BEGIN

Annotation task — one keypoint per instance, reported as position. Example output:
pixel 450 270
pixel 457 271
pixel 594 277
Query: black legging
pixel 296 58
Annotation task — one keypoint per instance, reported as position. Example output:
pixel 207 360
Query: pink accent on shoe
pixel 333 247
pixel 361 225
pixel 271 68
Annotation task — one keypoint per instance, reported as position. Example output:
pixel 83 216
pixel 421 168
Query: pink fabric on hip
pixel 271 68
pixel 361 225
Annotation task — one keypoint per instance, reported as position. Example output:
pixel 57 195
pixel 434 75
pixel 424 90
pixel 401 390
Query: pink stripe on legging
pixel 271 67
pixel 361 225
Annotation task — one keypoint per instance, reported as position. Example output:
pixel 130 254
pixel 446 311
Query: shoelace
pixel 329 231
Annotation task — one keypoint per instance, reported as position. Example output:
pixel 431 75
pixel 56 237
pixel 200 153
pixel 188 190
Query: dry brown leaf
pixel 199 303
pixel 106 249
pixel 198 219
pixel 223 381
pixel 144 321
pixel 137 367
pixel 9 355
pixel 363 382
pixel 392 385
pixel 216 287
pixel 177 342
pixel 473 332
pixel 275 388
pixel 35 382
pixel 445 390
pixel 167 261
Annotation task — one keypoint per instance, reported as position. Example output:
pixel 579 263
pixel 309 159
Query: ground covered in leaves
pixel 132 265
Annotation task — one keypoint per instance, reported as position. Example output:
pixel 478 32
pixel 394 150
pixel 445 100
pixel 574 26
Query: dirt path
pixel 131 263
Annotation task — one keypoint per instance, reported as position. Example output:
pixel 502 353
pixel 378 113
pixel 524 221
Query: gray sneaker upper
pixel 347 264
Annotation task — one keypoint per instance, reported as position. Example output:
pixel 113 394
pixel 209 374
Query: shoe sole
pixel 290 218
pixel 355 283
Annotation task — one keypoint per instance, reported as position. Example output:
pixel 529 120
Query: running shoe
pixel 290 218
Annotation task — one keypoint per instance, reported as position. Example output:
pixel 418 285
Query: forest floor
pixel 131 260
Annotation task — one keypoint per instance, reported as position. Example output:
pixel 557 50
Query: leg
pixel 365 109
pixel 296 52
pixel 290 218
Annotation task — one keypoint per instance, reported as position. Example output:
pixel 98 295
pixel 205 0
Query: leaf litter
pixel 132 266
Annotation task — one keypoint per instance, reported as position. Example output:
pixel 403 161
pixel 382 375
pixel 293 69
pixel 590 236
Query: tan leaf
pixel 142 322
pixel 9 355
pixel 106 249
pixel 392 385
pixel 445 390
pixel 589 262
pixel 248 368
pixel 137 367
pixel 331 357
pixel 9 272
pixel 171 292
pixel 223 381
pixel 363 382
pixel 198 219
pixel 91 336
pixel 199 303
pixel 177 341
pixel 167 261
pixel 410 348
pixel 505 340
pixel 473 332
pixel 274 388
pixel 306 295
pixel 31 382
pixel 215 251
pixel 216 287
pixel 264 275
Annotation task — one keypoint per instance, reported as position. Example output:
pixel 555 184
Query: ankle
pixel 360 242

END

- TASK ITEM:
Repeat the material, keeping every word exactly as it is.

- TASK RESPONSE:
Annotation task — one keypoint per instance, reported as position. Example output:
pixel 450 270
pixel 457 271
pixel 594 277
Query: black legging
pixel 296 58
Annotation task — one keypoint per instance, reported as position. Example output:
pixel 207 360
Query: pink accent on shoe
pixel 333 247
pixel 361 225
pixel 271 68
Annotation task — one keypoint per instance, reported as position. Example output:
pixel 83 216
pixel 421 168
Query: pink fabric on hip
pixel 271 68
pixel 361 225
Annotation task — one keypoint per instance, reported as position. Example output:
pixel 57 195
pixel 434 75
pixel 424 90
pixel 401 390
Query: pink stripe on legging
pixel 271 67
pixel 361 225
Annotation task — one keypoint per instance, reported as position. Example output:
pixel 130 254
pixel 446 311
Query: shoelace
pixel 329 231
Annotation task — one keypoint per instance, reported as position. Example output:
pixel 431 75
pixel 56 237
pixel 200 153
pixel 188 190
Query: dry brown leaf
pixel 199 303
pixel 106 249
pixel 198 219
pixel 223 381
pixel 144 321
pixel 137 367
pixel 9 355
pixel 363 382
pixel 392 385
pixel 216 287
pixel 177 342
pixel 473 332
pixel 275 388
pixel 35 382
pixel 445 390
pixel 167 261
Annotation task — one keypoint per instance, reported as position. Example output:
pixel 579 263
pixel 309 159
Query: ground covered in leaves
pixel 132 265
Annotation task — one keypoint per instance, reported as position. Example output:
pixel 478 32
pixel 394 150
pixel 445 100
pixel 574 26
Query: dirt path
pixel 131 263
Annotation task — one keypoint per instance, reported as position. Example output:
pixel 502 353
pixel 378 113
pixel 524 221
Query: gray sneaker upper
pixel 347 264
Annotation task — one keypoint per instance, reported as position. Example output:
pixel 113 394
pixel 209 374
Query: shoe sole
pixel 290 218
pixel 355 283
Annotation task — one keypoint per instance, reported as position. Example output:
pixel 529 120
Query: running shoe
pixel 290 218
Annotation task — one keypoint per instance, reported as position. Example output:
pixel 418 285
Query: forest floor
pixel 131 260
Annotation task — one keypoint per instance, reported as position. Example output:
pixel 557 50
Query: leg
pixel 365 109
pixel 296 52
pixel 290 218
Annotation task — one keypoint per instance, reported as position. Example output:
pixel 98 295
pixel 205 0
Query: leaf litter
pixel 132 266
Annotation task — one keypoint per instance, reported as position. Example output:
pixel 403 161
pixel 382 375
pixel 293 69
pixel 590 236
Query: tan leaf
pixel 142 322
pixel 9 355
pixel 106 249
pixel 392 385
pixel 445 390
pixel 589 262
pixel 248 368
pixel 137 367
pixel 331 357
pixel 9 272
pixel 171 292
pixel 223 381
pixel 363 382
pixel 198 219
pixel 91 336
pixel 199 303
pixel 177 341
pixel 167 261
pixel 410 348
pixel 505 340
pixel 473 332
pixel 274 388
pixel 306 295
pixel 31 382
pixel 215 251
pixel 216 287
pixel 264 275
Annotation task — one keypoint per instance, reported as position. Example output:
pixel 555 184
Query: ankle
pixel 360 242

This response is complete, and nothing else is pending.